Do this »
Copy the listing from the line containing "# draw the outline of every instance of the person's" through the line containing "130), (80, 127)]", both lines included, keeping the requests. Scale every coordinate in the answers by 2.05 and round to whole numbers with halves going up, leave the numbers in the requests and their format samples unchanged, and omit the pictures.

* START Records for this exercise *

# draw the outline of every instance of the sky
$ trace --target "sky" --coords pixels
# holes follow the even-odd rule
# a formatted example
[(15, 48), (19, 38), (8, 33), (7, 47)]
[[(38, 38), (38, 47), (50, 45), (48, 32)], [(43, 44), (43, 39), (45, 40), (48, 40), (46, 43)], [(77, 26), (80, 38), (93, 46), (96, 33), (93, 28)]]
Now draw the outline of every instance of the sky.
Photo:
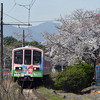
[(76, 9), (100, 8), (100, 0), (0, 0), (0, 3), (3, 3), (5, 23), (30, 22), (33, 26), (40, 22), (54, 21)]

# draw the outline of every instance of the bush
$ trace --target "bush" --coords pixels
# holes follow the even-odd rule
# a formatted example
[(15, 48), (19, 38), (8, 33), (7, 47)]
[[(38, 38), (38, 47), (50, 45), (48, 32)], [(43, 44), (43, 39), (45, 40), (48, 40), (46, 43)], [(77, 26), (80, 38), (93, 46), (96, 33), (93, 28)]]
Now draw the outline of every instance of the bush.
[(67, 92), (80, 92), (93, 81), (94, 68), (82, 63), (77, 66), (68, 66), (67, 70), (59, 73), (55, 80), (55, 88)]
[(91, 66), (87, 63), (81, 63), (80, 65), (76, 66), (68, 66), (68, 69), (76, 67), (78, 69), (83, 69), (84, 72), (86, 73), (86, 80), (87, 80), (87, 85), (90, 86), (91, 83), (93, 82), (93, 77), (94, 77), (94, 66)]
[(75, 67), (58, 74), (55, 81), (55, 88), (67, 92), (79, 92), (86, 86), (86, 73), (83, 69)]

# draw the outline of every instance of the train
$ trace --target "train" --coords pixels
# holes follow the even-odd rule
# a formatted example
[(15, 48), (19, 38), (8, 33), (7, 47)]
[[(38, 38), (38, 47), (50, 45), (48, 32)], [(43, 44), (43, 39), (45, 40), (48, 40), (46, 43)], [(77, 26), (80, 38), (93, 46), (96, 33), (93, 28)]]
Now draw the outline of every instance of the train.
[(51, 73), (50, 58), (42, 49), (25, 46), (12, 50), (12, 78), (34, 81), (49, 76)]

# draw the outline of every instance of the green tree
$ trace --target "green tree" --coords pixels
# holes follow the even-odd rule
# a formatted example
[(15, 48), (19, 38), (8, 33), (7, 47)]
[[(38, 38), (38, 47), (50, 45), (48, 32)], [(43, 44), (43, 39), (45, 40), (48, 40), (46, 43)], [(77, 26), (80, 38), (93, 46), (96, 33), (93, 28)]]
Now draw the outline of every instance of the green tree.
[(59, 73), (55, 80), (55, 88), (68, 92), (80, 92), (90, 86), (93, 81), (94, 68), (87, 63), (68, 66), (66, 71)]
[(12, 36), (7, 36), (4, 38), (4, 45), (11, 45), (14, 42), (17, 42), (17, 39)]

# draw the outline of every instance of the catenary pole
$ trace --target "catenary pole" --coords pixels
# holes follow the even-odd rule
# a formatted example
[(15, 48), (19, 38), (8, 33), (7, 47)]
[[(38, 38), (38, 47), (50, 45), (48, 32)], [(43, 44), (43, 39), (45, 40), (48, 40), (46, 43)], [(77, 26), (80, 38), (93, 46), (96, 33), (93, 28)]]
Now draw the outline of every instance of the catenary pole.
[(1, 65), (0, 65), (0, 81), (3, 79), (3, 3), (1, 3)]
[(23, 41), (22, 41), (22, 47), (25, 47), (25, 35), (24, 35), (24, 30), (23, 30)]

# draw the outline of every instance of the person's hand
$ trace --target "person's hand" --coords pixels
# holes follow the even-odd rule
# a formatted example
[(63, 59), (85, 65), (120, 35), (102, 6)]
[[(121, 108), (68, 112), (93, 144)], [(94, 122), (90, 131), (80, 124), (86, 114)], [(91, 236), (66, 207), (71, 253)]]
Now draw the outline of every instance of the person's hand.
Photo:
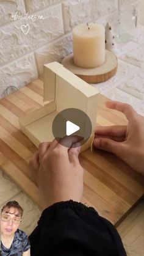
[[(79, 162), (79, 144), (76, 137), (69, 136), (69, 148), (57, 140), (40, 144), (38, 152), (30, 161), (35, 170), (43, 208), (70, 199), (80, 202), (83, 192), (83, 169)], [(73, 145), (77, 146), (73, 147)]]
[(127, 126), (96, 127), (93, 145), (112, 152), (144, 175), (144, 117), (128, 104), (107, 101), (106, 106), (122, 112)]

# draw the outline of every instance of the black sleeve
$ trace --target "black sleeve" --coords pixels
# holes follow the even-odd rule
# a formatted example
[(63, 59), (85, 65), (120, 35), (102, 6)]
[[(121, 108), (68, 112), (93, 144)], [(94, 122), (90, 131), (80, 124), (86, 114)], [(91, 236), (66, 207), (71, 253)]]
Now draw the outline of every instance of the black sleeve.
[(31, 256), (126, 256), (113, 225), (73, 200), (45, 209), (29, 237)]

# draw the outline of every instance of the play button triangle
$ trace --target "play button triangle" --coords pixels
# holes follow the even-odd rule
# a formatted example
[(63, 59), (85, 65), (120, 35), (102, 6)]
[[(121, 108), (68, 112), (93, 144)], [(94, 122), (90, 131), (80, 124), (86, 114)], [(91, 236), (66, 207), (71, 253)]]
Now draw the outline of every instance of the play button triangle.
[(70, 121), (67, 121), (66, 134), (68, 136), (80, 130), (80, 127)]

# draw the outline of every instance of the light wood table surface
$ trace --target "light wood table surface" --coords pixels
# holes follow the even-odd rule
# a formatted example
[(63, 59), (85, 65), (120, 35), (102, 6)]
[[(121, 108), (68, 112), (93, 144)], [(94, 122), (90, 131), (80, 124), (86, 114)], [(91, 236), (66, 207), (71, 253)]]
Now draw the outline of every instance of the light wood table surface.
[[(20, 130), (18, 118), (43, 106), (43, 81), (37, 79), (0, 100), (0, 166), (40, 205), (35, 174), (29, 161), (35, 146)], [(98, 125), (124, 125), (123, 114), (106, 109), (100, 95)], [(144, 193), (144, 179), (113, 154), (87, 150), (80, 155), (85, 169), (82, 202), (117, 225)]]

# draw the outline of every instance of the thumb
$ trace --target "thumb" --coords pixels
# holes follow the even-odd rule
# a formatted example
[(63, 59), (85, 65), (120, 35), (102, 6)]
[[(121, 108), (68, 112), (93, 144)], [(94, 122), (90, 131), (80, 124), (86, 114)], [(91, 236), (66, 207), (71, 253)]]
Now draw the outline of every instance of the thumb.
[(96, 148), (113, 153), (120, 157), (121, 157), (121, 153), (123, 152), (124, 147), (123, 142), (115, 141), (110, 139), (104, 137), (95, 138), (93, 141), (93, 145)]
[(76, 143), (68, 150), (70, 162), (73, 164), (79, 163), (79, 154), (81, 150), (79, 143)]

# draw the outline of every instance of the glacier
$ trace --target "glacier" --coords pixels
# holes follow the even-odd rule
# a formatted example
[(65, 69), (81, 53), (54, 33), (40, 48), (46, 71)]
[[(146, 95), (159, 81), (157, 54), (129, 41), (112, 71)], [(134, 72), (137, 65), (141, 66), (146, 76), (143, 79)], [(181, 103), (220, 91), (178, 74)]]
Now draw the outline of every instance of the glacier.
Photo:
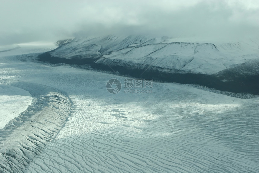
[[(92, 38), (89, 41), (98, 39), (104, 41)], [(110, 43), (102, 45), (103, 58), (97, 57), (102, 51), (89, 51), (90, 47), (98, 50), (98, 44), (86, 46), (82, 55), (86, 52), (87, 58), (91, 57), (87, 63), (104, 63), (102, 59), (110, 56), (113, 57), (111, 62), (116, 61), (112, 60), (116, 59), (113, 59), (114, 54), (122, 57), (118, 55), (137, 51), (136, 46), (145, 42), (147, 45), (158, 44), (152, 46), (152, 50), (166, 45), (181, 47), (178, 43), (160, 43), (158, 39), (120, 39), (119, 44), (112, 42), (111, 47)], [(78, 62), (85, 63), (85, 60), (80, 59), (85, 57), (78, 52), (67, 53), (74, 49), (80, 52), (76, 45), (81, 41), (76, 39), (47, 53), (68, 59), (67, 64), (75, 56)], [(213, 45), (207, 46), (217, 51)], [(136, 50), (130, 52), (133, 49)], [(125, 78), (133, 77), (65, 63), (43, 63), (37, 60), (42, 54), (38, 50), (17, 55), (22, 49), (0, 54), (0, 87), (5, 88), (1, 94), (14, 92), (14, 95), (28, 99), (21, 101), (24, 106), (17, 111), (18, 116), (10, 117), (0, 129), (0, 172), (259, 171), (258, 97), (241, 99), (184, 84), (158, 81), (154, 82), (152, 93), (126, 94), (122, 88), (117, 94), (111, 94), (106, 87), (109, 79), (117, 79), (123, 84)], [(13, 51), (17, 52), (11, 56)], [(158, 64), (176, 69), (188, 62), (187, 56), (182, 56), (178, 64)], [(221, 72), (217, 75), (225, 77), (226, 70), (236, 74), (238, 68), (243, 72), (239, 75), (247, 75), (246, 72), (256, 65), (251, 62), (256, 61), (256, 56), (250, 56), (239, 57), (232, 62), (226, 60), (226, 67), (219, 66), (221, 71), (217, 72)], [(118, 58), (116, 59), (120, 62)], [(203, 70), (203, 74), (211, 75), (208, 69)], [(21, 102), (12, 101), (14, 107), (20, 106)]]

* END Records for this exercise *

Final answer »
# draw the outline of every instance of the person's hand
$ trace --target "person's hand" --coords pixels
# holes follow the even-odd rule
# a formatted example
[(63, 59), (85, 65), (120, 35), (102, 6)]
[[(121, 108), (68, 112), (93, 144)], [(94, 122), (90, 131), (80, 124), (86, 114)], [(91, 236), (66, 207), (71, 253)]]
Now draw the outline of every instance of the person's hand.
Photo:
[[(162, 332), (162, 295), (156, 281), (141, 279), (141, 303), (117, 287), (82, 295), (78, 312), (62, 330), (72, 349), (88, 426), (144, 408), (164, 414), (170, 394), (170, 346)], [(150, 297), (158, 299), (150, 301)]]
[(260, 258), (197, 260), (191, 297), (230, 312), (295, 359), (295, 240), (262, 213), (219, 207), (217, 217), (250, 230)]

# draw the outline of every instance of the black sleeve
$ trace --target "black sleeve" --coords pixels
# holes follow the even-odd rule
# a formatted example
[(63, 59), (85, 65), (120, 35), (102, 6)]
[[(121, 108), (68, 112), (93, 144)], [(94, 122), (90, 131), (80, 124), (86, 114)], [(91, 236), (66, 207), (71, 253)]]
Now draw the outline of every instance of the black sleeve.
[(64, 525), (258, 525), (232, 461), (150, 410), (92, 428), (59, 486)]

# draw the outline of every instance of the play button triangle
$ trace --target "play button triangle" --coords pixels
# holes follow the even-odd rule
# a formatted example
[(63, 59), (85, 65), (120, 35), (102, 6)]
[[(121, 108), (68, 112), (93, 144)], [(94, 122), (90, 131), (80, 124), (86, 114)], [(91, 236), (66, 207), (71, 253)]]
Now draw the outline of every instance of the play button triangle.
[(144, 248), (137, 248), (135, 275), (139, 279), (164, 267), (164, 260)]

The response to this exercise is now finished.